- _Problem details_:
Copy all the records below word for word, leaving out the pictures.

- _Source material_:
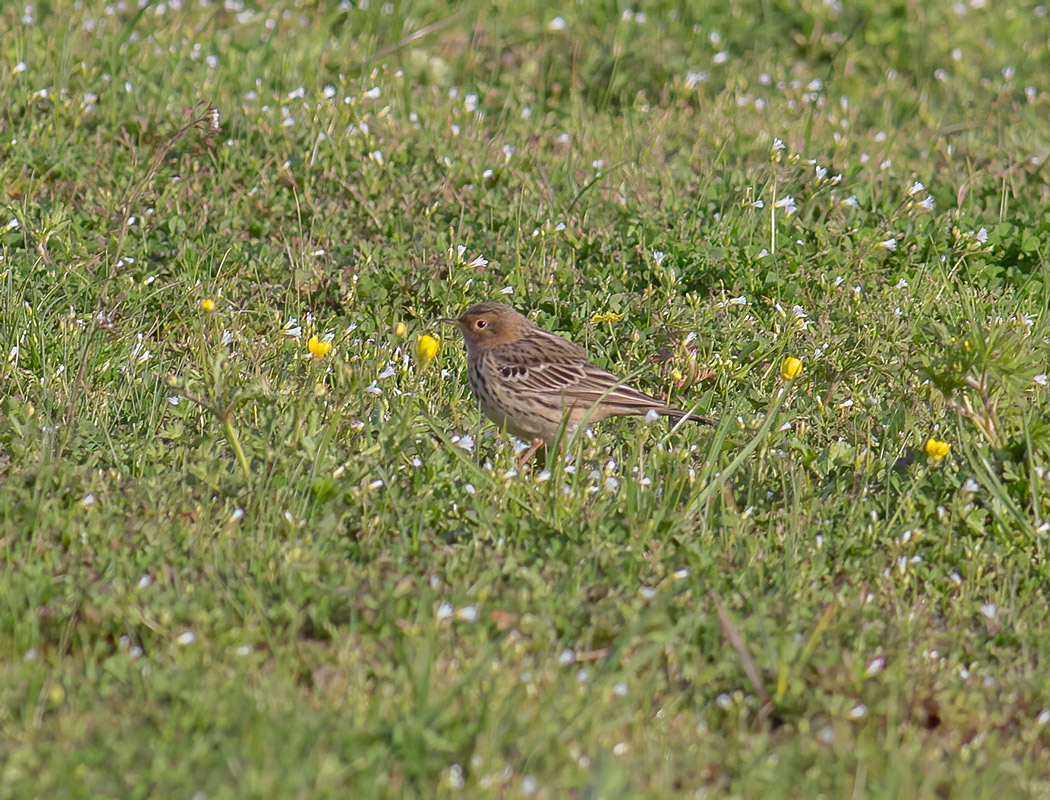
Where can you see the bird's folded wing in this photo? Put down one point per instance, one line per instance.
(549, 364)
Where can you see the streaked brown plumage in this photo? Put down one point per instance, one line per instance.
(529, 381)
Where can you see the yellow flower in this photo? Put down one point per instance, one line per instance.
(318, 348)
(426, 349)
(937, 449)
(791, 369)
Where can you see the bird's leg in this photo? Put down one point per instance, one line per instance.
(537, 444)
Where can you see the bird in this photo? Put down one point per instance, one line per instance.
(530, 382)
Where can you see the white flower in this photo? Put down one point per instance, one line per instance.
(694, 79)
(467, 613)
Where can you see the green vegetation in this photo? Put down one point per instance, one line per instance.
(232, 569)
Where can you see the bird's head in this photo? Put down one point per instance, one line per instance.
(489, 323)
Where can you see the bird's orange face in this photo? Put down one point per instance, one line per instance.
(490, 323)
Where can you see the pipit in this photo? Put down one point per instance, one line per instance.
(531, 382)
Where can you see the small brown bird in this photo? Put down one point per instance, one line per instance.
(530, 381)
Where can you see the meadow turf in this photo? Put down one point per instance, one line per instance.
(232, 569)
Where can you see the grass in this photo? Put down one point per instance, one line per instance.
(234, 570)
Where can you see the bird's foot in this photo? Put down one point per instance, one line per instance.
(537, 444)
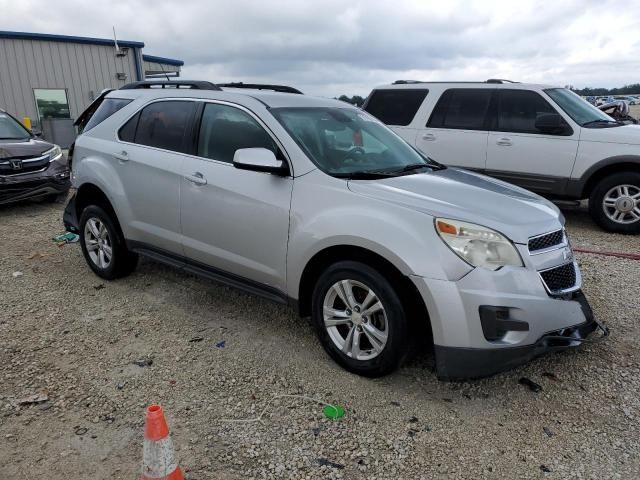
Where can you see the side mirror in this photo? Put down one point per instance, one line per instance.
(552, 124)
(259, 160)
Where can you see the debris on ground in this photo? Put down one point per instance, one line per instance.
(33, 399)
(324, 462)
(65, 238)
(143, 362)
(533, 386)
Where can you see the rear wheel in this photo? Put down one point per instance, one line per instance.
(615, 203)
(103, 245)
(360, 319)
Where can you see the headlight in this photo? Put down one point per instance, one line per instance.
(54, 154)
(477, 245)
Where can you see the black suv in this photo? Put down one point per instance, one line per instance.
(29, 167)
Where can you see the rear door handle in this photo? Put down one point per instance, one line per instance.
(197, 179)
(123, 156)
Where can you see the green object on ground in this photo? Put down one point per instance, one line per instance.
(67, 237)
(333, 411)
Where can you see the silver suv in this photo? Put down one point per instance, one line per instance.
(311, 202)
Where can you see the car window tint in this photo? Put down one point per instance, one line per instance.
(462, 108)
(108, 107)
(164, 124)
(225, 129)
(518, 110)
(127, 132)
(395, 107)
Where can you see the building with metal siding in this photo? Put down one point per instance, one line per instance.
(39, 72)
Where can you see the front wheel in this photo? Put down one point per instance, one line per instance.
(360, 319)
(614, 203)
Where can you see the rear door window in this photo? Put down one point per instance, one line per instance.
(165, 125)
(518, 110)
(462, 108)
(395, 106)
(225, 129)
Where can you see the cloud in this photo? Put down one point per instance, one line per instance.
(330, 47)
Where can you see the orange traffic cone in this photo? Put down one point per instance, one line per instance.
(158, 458)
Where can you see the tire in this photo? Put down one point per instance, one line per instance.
(611, 203)
(382, 335)
(103, 244)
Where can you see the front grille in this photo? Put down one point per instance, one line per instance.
(27, 165)
(560, 278)
(547, 240)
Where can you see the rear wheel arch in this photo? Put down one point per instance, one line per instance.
(607, 167)
(330, 255)
(91, 194)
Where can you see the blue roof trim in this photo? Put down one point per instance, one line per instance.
(69, 39)
(166, 61)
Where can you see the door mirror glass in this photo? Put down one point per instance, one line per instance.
(552, 124)
(258, 160)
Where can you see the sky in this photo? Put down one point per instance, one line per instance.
(334, 47)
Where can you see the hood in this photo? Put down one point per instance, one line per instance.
(471, 197)
(23, 148)
(629, 134)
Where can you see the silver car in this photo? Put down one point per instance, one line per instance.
(314, 203)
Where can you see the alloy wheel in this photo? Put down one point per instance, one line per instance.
(622, 204)
(355, 319)
(98, 242)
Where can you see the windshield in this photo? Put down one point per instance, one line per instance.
(11, 129)
(581, 111)
(345, 142)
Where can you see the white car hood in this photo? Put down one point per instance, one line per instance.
(471, 197)
(629, 134)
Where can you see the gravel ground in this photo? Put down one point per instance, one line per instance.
(74, 339)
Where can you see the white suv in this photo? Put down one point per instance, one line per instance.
(315, 203)
(545, 139)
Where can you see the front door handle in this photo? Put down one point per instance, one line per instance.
(122, 156)
(197, 179)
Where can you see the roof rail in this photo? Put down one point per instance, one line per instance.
(194, 84)
(500, 80)
(405, 82)
(261, 86)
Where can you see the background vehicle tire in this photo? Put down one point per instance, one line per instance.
(614, 203)
(103, 245)
(360, 319)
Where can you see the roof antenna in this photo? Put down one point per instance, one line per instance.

- _Worked solution_:
Where can you see the bird's folded wing in this photo? Put down one point per instance, one line per instance.
(549, 364)
Where can you see the streaked brown plumage in this photo? Put down one point per instance, one line per instance.
(529, 381)
Where can you see the yellow flower in this photo? Put down one point per instance, one line per instance.
(318, 348)
(426, 349)
(937, 449)
(791, 369)
Where can you see the bird's leg in this photo? Put down one point per instance, one line per instance.
(537, 444)
Where can you see the bird in this photo? Put down one point per instance, one line per instance.
(530, 382)
Where can you see the white flower in this photo? Put down one point per instance, one line per instance.
(694, 79)
(467, 613)
Where can you see the green vegetation in this photo? Put down one point per instance, one line per instance.
(232, 569)
Where can you see the bird's head in this photo? Put down one point per instance, one line per instance.
(489, 323)
Where can you see the bird's orange face in this photo? Put down one point per instance, one line per instance.
(490, 323)
Where can you see the pipit in this photo? Put down one point per instance, one line per instance.
(531, 382)
Where can you see the small brown bird in this photo? Put down one point per instance, one line per instance.
(530, 381)
Where can you see the meadow turf in this photo? Put down one point per instance, one line per instance.
(232, 569)
Where can you see the grass in this photo? Put down one point per instance, one line per instance.
(234, 570)
Where can you see the bird's foot in this photo? Put down one point per instance, one line per instance.
(537, 444)
Where can you see the side mirror in this photo? Put down one point per instance, one line per instance.
(552, 124)
(259, 160)
Where can you see the debris on ground in this photo? Put down one point per instance, one line per instance.
(33, 399)
(324, 462)
(65, 238)
(143, 362)
(533, 386)
Where can you see the rear wheel in this photo? Put down one point per instance, one line per instance.
(615, 203)
(103, 245)
(360, 319)
Where can you see the headlight in this photo? Put down one point per instance, one line per instance.
(54, 154)
(477, 245)
Where can you see the black suv in this photo? Put down one point per instance, one line per instance.
(29, 167)
Where can you see the rear door handle in this photo? Put down one point per instance, one line per instance.
(197, 179)
(123, 156)
Where can you see the green object on ground in this photo? Put down one point per instance, one line per instance.
(67, 237)
(333, 411)
Where can you see the silver suv in this photo? Put down one point per instance, one line per instance.
(311, 202)
Where can you see the car window tint in this photo? Put down one point per instance, one line per instance.
(462, 108)
(108, 107)
(164, 124)
(225, 129)
(518, 110)
(127, 132)
(395, 107)
Where can you see the building with metal siding in this photo? Put down one point per instance, one line per instance.
(39, 72)
Where can you see the front wheel in this photo? Put down one point per instance, one line per instance.
(360, 319)
(614, 203)
Where can you see the rear door window in this photo? Put down one point per instance, one line per instance.
(165, 125)
(518, 110)
(462, 108)
(395, 106)
(225, 129)
Where can you see the cloud in this photo? Put down one point per instance, one line per instance.
(330, 47)
Where can you see the orange traffic cone in this photo? Put down one point per instance, one line per instance.
(158, 458)
Where can you see the tire in this photo? Put down one point per instance, one line per instance.
(611, 203)
(382, 335)
(103, 244)
Where can you see the front grille in this photo? Put down one point per instance, one line per instance.
(27, 165)
(560, 278)
(547, 240)
Where can you see the rear wheel arch in this photo? Put down one point per instance, one line per instance.
(607, 167)
(330, 255)
(91, 194)
Where can you see the blue roof trim in this photo? Put down one point per instance, one line per instance.
(69, 39)
(166, 61)
Where can you see the door mirror glass in this photo? Put down one point per instance, one line per instance.
(552, 124)
(258, 160)
Where can you see the sky in this photo? Put down one point per instance, one line per instance.
(334, 47)
Where can you see the hood in this photo? Put down one point per instance, one line per instance.
(471, 197)
(23, 148)
(629, 134)
Where can you see the silver car in this photo? Put down one point per instance, one line per instance.
(314, 203)
Where can you see the alloy wheel in this photo? Put down one point per instance, one line per instance.
(622, 204)
(355, 319)
(98, 242)
Where can you see the windshield in this photo? Put down one point per instance, one line per instance.
(11, 129)
(581, 111)
(345, 142)
Where can you see the white car hood in this photo? Put down one point per instance, one line per instance.
(471, 197)
(629, 134)
Where can you see the gravel ground in this photo? Put down one point per instance, one line per instance.
(74, 339)
Where can you see the white suv in this photo? Put down one point per instance, one line per instance.
(315, 203)
(545, 139)
Where can you see the front door handle in this photo? Put down one point per instance, one line per instance.
(122, 156)
(197, 179)
Where can you see the roof rail in this photo? Put down one point per instance, one line per instance.
(194, 84)
(500, 80)
(405, 82)
(261, 86)
Where can you see the background vehicle tire in this photo? Put down one point per instance, one line per instance.
(614, 203)
(103, 245)
(360, 319)
Where can you see the roof antenna in this photo? Put down one point per instance, one line per instance.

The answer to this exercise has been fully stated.